What to produce: Each entry is to be given again precisely, and no picture may be carried over.

Dataset entries
----
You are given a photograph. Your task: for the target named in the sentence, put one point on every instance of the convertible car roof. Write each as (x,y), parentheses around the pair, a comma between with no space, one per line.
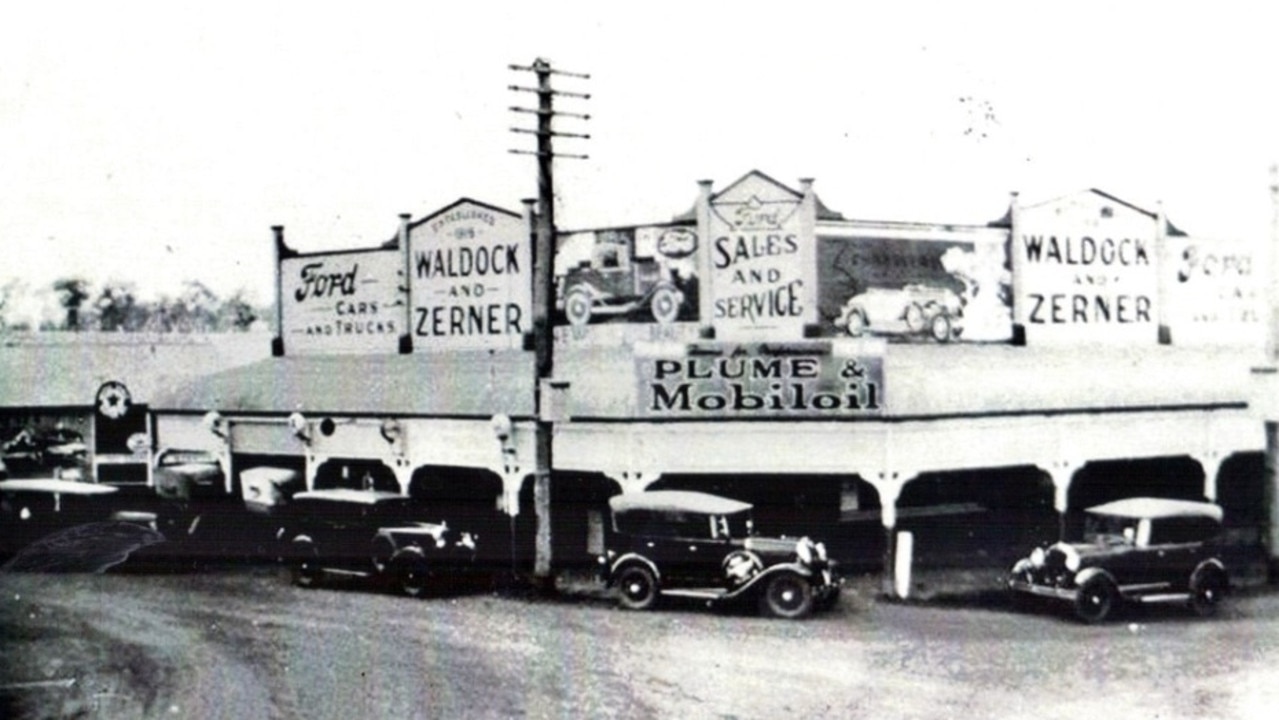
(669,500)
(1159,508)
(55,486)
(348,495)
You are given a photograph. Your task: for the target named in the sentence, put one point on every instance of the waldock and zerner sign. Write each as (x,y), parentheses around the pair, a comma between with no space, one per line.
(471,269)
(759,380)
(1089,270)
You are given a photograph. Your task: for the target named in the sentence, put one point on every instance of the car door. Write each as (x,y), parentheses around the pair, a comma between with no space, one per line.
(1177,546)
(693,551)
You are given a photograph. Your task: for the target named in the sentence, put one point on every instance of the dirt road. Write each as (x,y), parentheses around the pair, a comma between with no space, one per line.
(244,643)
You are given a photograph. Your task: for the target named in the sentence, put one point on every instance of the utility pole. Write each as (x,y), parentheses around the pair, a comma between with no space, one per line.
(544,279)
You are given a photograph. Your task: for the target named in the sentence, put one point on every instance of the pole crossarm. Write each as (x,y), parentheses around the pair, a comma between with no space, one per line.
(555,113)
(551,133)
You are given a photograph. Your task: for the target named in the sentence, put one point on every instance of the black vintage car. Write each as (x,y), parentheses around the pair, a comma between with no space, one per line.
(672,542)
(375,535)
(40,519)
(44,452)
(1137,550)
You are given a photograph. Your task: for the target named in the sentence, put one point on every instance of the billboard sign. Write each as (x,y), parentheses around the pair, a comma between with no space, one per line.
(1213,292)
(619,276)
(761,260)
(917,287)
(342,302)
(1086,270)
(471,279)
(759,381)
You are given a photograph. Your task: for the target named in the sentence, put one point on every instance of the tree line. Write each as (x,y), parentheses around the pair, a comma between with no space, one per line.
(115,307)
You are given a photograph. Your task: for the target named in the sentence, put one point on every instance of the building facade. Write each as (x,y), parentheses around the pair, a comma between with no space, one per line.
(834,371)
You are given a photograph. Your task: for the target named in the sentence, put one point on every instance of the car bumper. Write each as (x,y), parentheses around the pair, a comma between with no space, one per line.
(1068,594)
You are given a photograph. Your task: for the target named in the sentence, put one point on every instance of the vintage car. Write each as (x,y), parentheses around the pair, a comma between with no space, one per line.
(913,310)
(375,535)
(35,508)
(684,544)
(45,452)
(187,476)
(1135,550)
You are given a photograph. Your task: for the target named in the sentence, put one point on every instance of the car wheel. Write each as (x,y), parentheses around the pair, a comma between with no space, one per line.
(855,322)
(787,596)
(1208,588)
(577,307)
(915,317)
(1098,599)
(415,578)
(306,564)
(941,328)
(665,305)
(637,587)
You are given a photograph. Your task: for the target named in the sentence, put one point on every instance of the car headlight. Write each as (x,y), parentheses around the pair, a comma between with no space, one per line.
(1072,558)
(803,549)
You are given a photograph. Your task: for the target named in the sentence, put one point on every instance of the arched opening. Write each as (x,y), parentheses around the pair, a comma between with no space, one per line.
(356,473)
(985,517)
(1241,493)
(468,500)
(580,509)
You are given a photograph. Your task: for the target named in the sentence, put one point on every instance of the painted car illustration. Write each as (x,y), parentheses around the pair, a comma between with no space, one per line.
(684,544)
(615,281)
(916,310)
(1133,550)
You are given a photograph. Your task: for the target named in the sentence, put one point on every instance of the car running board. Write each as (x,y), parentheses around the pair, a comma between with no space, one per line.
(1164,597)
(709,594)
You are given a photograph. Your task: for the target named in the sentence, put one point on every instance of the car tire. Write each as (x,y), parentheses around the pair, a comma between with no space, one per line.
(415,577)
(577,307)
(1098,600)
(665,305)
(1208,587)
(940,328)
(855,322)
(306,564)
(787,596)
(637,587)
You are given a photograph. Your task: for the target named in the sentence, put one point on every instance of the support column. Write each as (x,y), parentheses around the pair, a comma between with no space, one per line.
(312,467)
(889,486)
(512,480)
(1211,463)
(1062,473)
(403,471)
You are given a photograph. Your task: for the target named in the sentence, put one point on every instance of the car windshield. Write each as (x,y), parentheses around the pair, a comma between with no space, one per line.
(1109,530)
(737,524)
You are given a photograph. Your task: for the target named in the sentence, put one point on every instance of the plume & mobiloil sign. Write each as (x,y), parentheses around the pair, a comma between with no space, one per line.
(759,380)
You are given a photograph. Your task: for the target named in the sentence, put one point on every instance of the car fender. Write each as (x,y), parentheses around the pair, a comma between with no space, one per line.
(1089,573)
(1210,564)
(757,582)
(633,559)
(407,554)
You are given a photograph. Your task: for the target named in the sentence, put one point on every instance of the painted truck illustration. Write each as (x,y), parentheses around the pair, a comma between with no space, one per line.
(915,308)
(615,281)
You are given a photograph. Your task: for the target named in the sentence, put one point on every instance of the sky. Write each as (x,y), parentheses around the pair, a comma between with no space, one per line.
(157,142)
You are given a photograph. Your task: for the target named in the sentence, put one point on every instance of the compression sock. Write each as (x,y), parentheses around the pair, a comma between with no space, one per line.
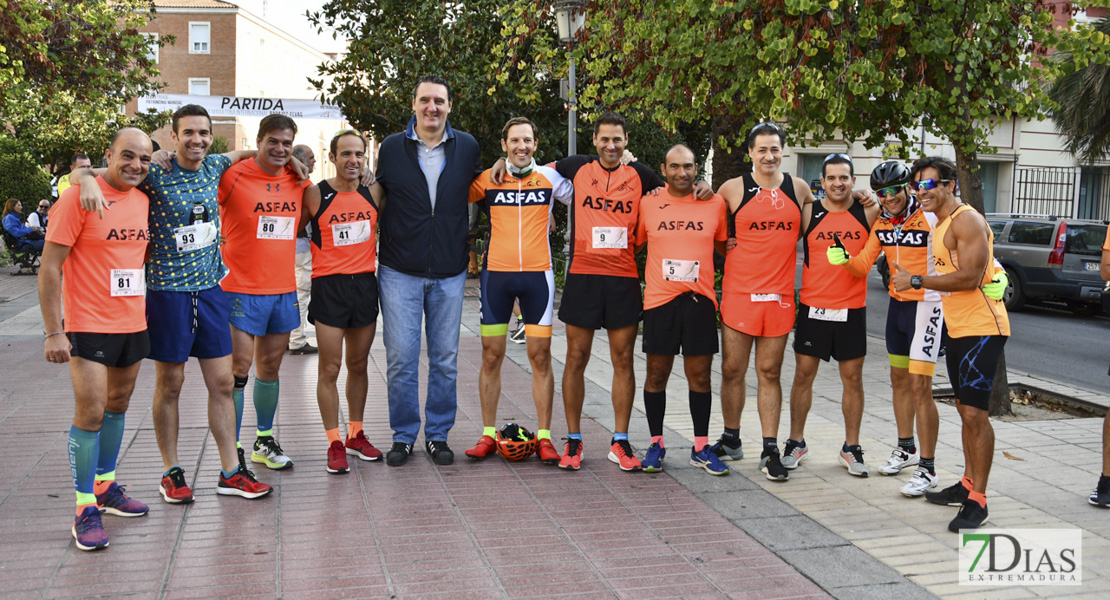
----
Response for this exercise:
You are given a photograph. Your task: for the target named in the sentence, put one point on every instance of the convertible car roof. Write each as (x,y), parentheses around the pair, a comma between with no space, one per line.
(669,500)
(1159,508)
(55,486)
(348,495)
You are given a photograph. Your task: for the target named in the sentence, put one point on every instance of the waldock and zerner sign. Write each as (x,y), parentheses around the pair, a comma between with no space, one per line.
(471,269)
(759,380)
(1089,270)
You are given a photograph. Your task: for the target named in the sentence, put one point on every instance of the car door. Write each as (x,y), parentheses around the pair, a comma between with no space, one per line.
(1177,546)
(693,551)
You are given a photograph. Your task: for the target named in the sentence, put one point on every instance of the dirt road. Write each as (x,y), parentheses around the pair, a comma between with no space, one per line.
(244,643)
You are given a photograph. Your task: for the target named in the sentence, put one point on every instance of the utility pole. Write each as (x,y), parentheses around the pair, a comma between with no space, one per line.
(544,279)
You are given a photograph. Your task: for the target named in the sentence, put one point on every instance of the pole crossarm. Write each as (x,y), parentheses around the pair, a comma between with no space, one per line.
(555,113)
(551,133)
You are given a photograph. Your task: for the target named in the sentence, put one point on every instance of the black vintage car. Write each as (x,y), parentheses around the pair, a comma between with no space, one per line.
(672,542)
(375,535)
(40,519)
(44,452)
(1137,550)
You are given a photograph. Your task: for the target named in the sentence, put one point on every instance of the billboard sign. Write each as (x,y), parentheses around the pair, a comma between with no space, one per line.
(1213,292)
(619,276)
(761,260)
(917,287)
(342,302)
(1086,270)
(471,279)
(759,381)
You are given a photograph. Your task: for the target named in the sentence, put one point on every instance of the tree line. Write each as (x,y), parentheses around the pair, a comma between with no space, one per line.
(115,307)
You are given a photograph. Your task: for the target named in the sentence, put one point on every instance of the building facade. Write each as (x,y), parentheses around the pair, a comma between with no space, one per line.
(834,371)
You are given a photograph. Your task: for the target named in the sentence, put one point on every instance of the car bumper. Write each as (x,y), parentheses around the pair, a comma between with no space, one per line.
(1068,594)
You are given a photograph. Your task: for the target named in the sentence, put one point on every instance of the vintage car. Write each as (x,y), parentheses around the pair, a comma between with no space, one per line.
(913,310)
(375,535)
(35,508)
(684,544)
(45,452)
(187,476)
(1135,550)
You are given a photograph. Your task: for the target named in the sentence, put one point on every instance of the car wheel. Write each as (x,y), parentheses around the pair, a comma between with no space, one per line.
(855,322)
(787,596)
(1208,588)
(577,307)
(915,317)
(1098,599)
(415,578)
(306,564)
(941,328)
(665,305)
(637,587)
You are given a photograph. Your task: for the target named in the sentence, put one point on every instance of the car headlight. Write each as (x,y), parentheses around the pair, a comma between with no space, one per line.
(1072,558)
(803,549)
You are given a photograph. Your task: for the target named in the sentence, put one point on every instance of the arched opening. Write each as (x,y), parentheses around the pair, a comma between with no space, one per line.
(356,473)
(985,517)
(1241,493)
(468,500)
(580,509)
You are given a photograph. Your task: for the target named in the sentence, put one point on every instance of the painted car illustration. Write each as (x,y), parentheses around the pair, a comma between with no space, one per line.
(684,544)
(615,281)
(916,310)
(1133,550)
You are given a photograph. Your task: for the target named in the sentence, put one point on every instance of the car running board. Write each as (x,y), parentheses around the pair, a comma between with no space, one per line.
(1164,597)
(709,594)
You are given a photograph. Your task: for the target named in the sentence, put one point on every instance of the car tire. Write each as (x,y), parentheses around the pair, a comma between with no space, one per line.
(415,577)
(577,307)
(1098,600)
(665,305)
(1208,587)
(940,328)
(855,322)
(306,564)
(787,596)
(637,587)
You are given a photograph. Your task: for the target named in the sentence, put one point on every instance of the support column. Write each as (x,y), parentheses around the pair, a comma between with no space, one per line.
(312,467)
(889,486)
(512,480)
(1211,463)
(1062,473)
(403,471)
You are given a photograph. Your task: for the target named in the sentence, put one point on every instance of the car windshield. Write each as (x,y), parentheses around the pair, a comma between with no space, one per line.
(1109,530)
(737,524)
You are given a photograph. Your task: for the target named in the sentence, put one point on every instance of the plume & mobiloil sign. Write each as (x,y), parentheses around the pair, a comma between with no space, one per line.
(759,380)
You are given a photograph. Your task: for the target named in the sentence, put one point on every instance of the car fender. Write each as (x,y), parentheses around the pair, a comma between with no space, one per line.
(1089,573)
(1210,564)
(757,582)
(633,559)
(407,554)
You are given a photograph. Your task: for the target named in the sentence, put one point on every instance of the painted truck illustration. Write each as (x,y), parentheses around the pair, a comma between with no space, one per line.
(915,308)
(615,281)
You are given a photograph. Your task: for the target named in the sentence, put one point on every instance of the sky. Write each as (x,y), parentheses around the pair, a comma between with no space, one per line.
(157,142)
You are given a photograph. Your task: for the target named in the sentence, put one point on every instance of the compression sock. Write each as (x,y), parentheses around the pair, a comma between with no space, one per line.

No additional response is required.